BEGIN Data extract
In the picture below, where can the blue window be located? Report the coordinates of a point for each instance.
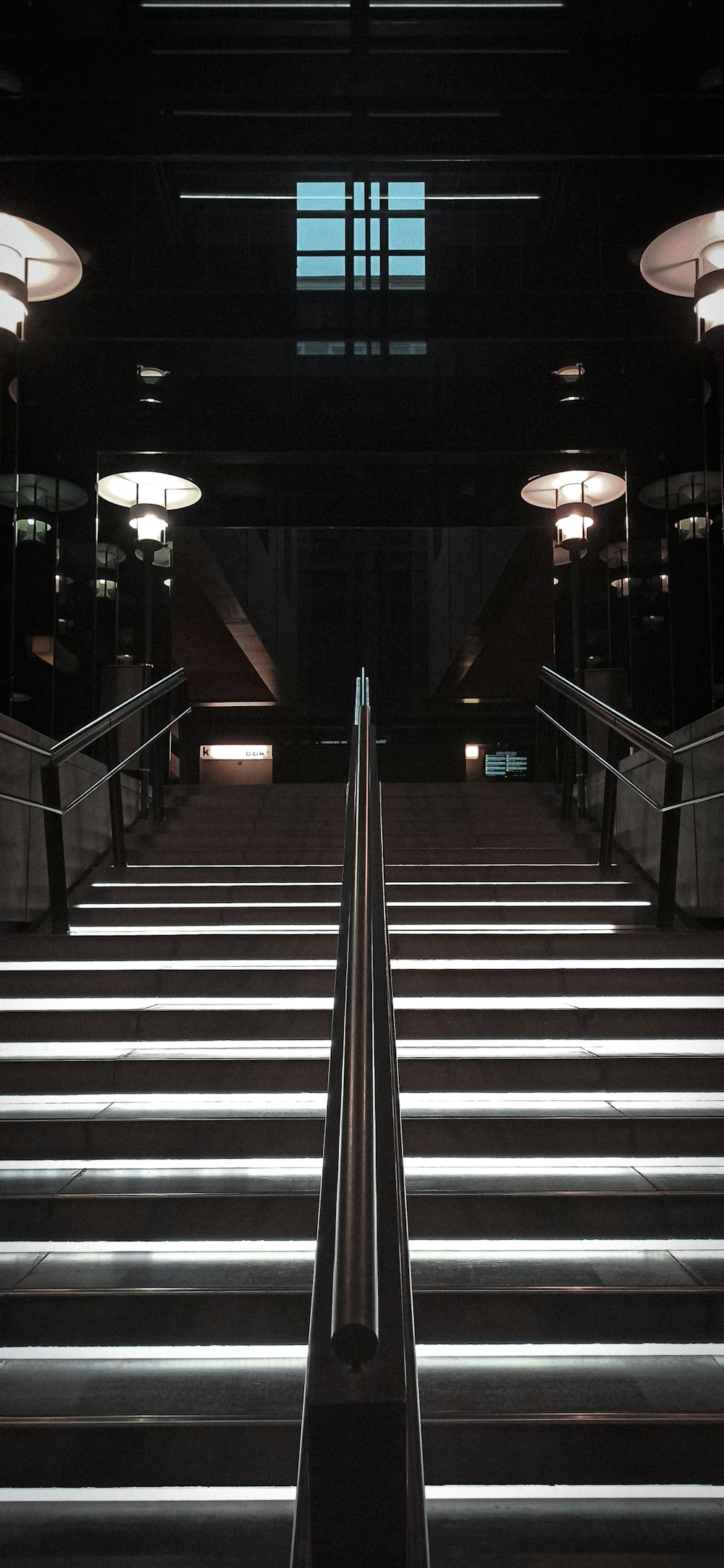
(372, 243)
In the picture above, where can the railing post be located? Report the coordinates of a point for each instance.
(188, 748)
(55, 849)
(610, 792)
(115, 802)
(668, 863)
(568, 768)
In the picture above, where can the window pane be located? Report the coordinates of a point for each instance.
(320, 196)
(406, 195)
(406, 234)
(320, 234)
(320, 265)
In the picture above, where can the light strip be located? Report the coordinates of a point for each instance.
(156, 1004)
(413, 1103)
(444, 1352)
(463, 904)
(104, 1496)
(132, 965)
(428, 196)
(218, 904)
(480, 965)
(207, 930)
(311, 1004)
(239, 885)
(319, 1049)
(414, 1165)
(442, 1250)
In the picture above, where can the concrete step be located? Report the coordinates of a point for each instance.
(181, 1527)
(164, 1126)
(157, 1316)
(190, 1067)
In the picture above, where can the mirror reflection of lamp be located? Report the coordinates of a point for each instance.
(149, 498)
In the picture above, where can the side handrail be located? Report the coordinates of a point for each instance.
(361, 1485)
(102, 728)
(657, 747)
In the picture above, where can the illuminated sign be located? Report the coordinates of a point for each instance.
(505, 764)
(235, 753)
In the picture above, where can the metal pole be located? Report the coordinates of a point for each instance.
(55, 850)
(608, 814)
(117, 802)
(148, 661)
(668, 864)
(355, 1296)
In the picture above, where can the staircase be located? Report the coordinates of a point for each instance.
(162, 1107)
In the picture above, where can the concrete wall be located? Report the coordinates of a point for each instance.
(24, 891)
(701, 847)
END Data extract
Return the whole listing above, line for line and word for word, but leave out the picture.

**Written solution:**
In the picture below, where can the blue window be located? Report the coordinates of a point for each instance.
(372, 243)
In the picture above, where can the railing post be located? Report the coordinates of a point for each instance.
(188, 748)
(55, 849)
(610, 792)
(115, 802)
(668, 863)
(568, 768)
In the picture above, where can the window pane be located? Report the coordinates of a point for each instance.
(320, 196)
(406, 195)
(406, 234)
(320, 234)
(320, 265)
In the picture above, where can the light strip be located? Report the coordinates of a point for each instance.
(156, 1004)
(413, 1103)
(444, 1352)
(463, 904)
(104, 1496)
(132, 965)
(428, 196)
(218, 904)
(480, 965)
(207, 930)
(311, 1004)
(239, 885)
(319, 1049)
(414, 1165)
(442, 1250)
In the picture above, where can the concrete step be located? Report the coordinates of a point for each instance.
(181, 1527)
(164, 1126)
(157, 1316)
(190, 1067)
In the picture above, where can the mirror reflection of lamp be located? Report the coordinates of a point for each instance.
(149, 498)
In the picture above, where can the side handrail be located? Report the coordinates of a point for each instance.
(361, 1485)
(102, 728)
(657, 747)
In the picture above, where can the illuminated sign be located? Report the coordinates of a point for each instance.
(505, 764)
(235, 753)
In the picture above, where can the metal pole be located? Report the coordinates of a point for each instance.
(55, 850)
(608, 814)
(117, 802)
(148, 661)
(668, 864)
(355, 1296)
In the picture above, where can the staircase be located? Report the coordinates of a point for each instance.
(162, 1107)
In the picture above, where can the concrete wall be located? Report the coordinates of a point for each instance.
(24, 891)
(701, 847)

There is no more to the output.